● YOUR TASK
Could you convert the lines, from the start of the records up to and including the line with "pixel 732 380", into a Markdown table with the columns Row and Line, skipping any blank lines?

[Entries taken from a collection]

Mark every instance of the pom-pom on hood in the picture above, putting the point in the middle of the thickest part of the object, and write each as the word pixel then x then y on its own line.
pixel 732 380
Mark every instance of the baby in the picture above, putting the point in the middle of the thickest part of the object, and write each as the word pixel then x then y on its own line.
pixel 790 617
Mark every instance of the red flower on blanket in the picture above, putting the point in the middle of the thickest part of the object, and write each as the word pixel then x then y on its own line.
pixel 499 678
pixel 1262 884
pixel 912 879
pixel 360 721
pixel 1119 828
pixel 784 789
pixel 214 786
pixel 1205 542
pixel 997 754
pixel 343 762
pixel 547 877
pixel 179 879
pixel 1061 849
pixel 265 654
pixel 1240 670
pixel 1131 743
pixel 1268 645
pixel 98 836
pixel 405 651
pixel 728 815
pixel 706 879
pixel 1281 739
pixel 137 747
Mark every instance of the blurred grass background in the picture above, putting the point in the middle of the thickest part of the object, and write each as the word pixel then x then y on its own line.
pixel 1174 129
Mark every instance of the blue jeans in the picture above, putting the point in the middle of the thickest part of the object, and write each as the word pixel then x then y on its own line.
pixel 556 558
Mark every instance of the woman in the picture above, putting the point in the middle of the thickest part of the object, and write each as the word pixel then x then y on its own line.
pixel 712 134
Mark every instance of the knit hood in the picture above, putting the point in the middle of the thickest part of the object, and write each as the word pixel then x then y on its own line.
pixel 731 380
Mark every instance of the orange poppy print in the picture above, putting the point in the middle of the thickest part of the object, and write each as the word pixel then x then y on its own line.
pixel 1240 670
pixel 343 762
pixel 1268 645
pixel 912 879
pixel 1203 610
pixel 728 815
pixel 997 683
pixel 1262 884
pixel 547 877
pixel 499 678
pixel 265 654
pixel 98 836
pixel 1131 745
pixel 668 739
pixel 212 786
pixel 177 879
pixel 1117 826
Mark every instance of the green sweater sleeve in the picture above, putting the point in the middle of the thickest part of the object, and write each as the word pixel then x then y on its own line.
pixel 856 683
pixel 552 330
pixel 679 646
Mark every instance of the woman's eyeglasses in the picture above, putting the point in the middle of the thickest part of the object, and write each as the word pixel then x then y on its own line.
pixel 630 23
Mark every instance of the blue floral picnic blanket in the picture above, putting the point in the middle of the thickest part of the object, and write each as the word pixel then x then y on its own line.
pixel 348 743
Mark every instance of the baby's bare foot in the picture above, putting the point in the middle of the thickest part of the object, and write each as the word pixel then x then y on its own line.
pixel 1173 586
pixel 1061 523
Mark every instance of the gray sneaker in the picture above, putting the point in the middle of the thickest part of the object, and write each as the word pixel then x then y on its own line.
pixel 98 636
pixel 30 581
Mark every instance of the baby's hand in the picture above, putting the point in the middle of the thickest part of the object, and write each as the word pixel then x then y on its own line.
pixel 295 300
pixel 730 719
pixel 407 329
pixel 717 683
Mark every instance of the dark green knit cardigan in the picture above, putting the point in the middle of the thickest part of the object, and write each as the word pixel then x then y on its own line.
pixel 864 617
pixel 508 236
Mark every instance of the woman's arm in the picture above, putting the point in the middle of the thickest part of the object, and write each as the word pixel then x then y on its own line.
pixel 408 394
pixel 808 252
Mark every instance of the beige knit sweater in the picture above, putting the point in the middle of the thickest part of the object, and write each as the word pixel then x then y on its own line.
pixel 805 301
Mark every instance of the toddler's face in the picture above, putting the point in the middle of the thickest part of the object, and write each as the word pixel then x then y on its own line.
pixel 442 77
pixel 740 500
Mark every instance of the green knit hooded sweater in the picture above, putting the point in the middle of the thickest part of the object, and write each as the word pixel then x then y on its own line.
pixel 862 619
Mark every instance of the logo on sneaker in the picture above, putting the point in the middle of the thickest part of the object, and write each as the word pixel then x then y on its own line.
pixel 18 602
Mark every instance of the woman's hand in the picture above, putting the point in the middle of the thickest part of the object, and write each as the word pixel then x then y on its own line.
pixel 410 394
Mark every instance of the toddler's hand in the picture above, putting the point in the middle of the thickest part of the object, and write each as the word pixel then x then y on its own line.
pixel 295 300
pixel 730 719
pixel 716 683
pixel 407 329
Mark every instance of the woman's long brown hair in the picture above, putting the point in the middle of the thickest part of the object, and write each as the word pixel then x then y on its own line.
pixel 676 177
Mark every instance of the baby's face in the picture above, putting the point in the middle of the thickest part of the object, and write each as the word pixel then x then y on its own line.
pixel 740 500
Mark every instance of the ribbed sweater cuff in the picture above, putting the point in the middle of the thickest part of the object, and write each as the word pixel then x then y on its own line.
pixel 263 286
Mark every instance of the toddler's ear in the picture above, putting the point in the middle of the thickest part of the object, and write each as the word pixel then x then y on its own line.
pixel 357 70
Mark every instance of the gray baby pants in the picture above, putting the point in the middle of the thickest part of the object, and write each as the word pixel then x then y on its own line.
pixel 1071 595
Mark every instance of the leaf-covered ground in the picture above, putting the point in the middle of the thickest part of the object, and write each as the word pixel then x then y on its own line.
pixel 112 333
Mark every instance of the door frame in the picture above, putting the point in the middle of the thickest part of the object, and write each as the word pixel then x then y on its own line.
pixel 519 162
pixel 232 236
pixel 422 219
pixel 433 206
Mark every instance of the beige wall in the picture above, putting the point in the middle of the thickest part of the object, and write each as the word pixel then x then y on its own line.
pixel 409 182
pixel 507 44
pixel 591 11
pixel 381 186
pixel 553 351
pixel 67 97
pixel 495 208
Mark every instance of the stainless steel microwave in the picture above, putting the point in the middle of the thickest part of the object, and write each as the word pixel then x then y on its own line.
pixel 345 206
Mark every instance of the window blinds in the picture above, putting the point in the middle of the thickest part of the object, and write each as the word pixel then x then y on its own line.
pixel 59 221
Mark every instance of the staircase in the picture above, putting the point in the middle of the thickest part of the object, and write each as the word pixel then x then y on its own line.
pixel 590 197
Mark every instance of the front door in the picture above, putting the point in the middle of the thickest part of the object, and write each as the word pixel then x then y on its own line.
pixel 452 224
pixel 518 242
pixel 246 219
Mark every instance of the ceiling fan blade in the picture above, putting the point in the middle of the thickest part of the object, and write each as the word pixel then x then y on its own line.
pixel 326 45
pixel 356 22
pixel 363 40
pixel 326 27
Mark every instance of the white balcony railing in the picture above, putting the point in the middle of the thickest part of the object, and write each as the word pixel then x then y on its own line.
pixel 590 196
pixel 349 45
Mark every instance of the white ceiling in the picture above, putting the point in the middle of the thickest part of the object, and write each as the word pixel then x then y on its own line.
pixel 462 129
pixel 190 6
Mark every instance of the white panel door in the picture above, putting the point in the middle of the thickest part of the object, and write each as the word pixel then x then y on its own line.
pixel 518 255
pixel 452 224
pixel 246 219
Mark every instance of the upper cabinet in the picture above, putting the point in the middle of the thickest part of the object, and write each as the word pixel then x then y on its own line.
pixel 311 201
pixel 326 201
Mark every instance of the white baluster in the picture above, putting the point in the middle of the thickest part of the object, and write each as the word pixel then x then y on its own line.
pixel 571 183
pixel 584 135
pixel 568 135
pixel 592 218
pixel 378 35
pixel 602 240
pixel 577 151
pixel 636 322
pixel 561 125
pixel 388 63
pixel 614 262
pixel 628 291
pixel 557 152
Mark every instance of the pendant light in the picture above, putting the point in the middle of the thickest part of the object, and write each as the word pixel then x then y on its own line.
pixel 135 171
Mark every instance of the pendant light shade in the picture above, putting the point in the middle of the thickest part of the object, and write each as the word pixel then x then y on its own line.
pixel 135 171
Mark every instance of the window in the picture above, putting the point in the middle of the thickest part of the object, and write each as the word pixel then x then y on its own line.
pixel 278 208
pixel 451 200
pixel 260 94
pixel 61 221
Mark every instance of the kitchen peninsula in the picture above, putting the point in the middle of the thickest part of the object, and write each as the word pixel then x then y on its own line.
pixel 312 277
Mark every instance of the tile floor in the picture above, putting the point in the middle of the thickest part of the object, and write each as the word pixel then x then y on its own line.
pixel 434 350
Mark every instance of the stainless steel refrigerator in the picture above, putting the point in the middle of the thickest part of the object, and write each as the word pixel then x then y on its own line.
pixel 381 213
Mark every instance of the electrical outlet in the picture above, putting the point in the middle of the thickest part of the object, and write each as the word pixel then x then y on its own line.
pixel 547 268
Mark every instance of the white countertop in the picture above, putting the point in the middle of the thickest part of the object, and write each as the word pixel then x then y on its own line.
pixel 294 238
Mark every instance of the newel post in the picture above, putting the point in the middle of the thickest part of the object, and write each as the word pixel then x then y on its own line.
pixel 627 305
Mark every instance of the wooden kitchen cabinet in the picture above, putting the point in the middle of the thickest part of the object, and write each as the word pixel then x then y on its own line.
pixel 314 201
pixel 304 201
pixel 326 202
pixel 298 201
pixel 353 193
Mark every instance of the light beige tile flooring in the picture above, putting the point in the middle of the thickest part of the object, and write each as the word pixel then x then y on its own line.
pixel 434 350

● OUTPUT FOR THIS EXERCISE
| Row | Line |
|---|---|
| 1 | Mark every instance of the pom-pom on hood in the picture above, putting the point in the middle of the thickest part of the object, and write each as the word pixel then x then y on its own line. |
| 2 | pixel 732 380 |